* _Set exercise_
Reproduce each of the following items verbatim, line for line and without any alteration.
- - - - - - -
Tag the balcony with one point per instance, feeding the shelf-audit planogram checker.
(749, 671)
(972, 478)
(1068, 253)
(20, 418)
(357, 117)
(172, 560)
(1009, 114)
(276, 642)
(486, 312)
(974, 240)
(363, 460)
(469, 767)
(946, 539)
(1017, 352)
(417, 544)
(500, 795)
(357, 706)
- - - - - - -
* _Task answer_
Tag the balcony with one point per instance, feeding the shelf-audit planogram checker.
(749, 671)
(972, 478)
(1068, 253)
(20, 418)
(357, 117)
(172, 560)
(1009, 114)
(276, 642)
(486, 312)
(974, 240)
(363, 460)
(469, 767)
(946, 539)
(1017, 352)
(417, 544)
(500, 795)
(357, 706)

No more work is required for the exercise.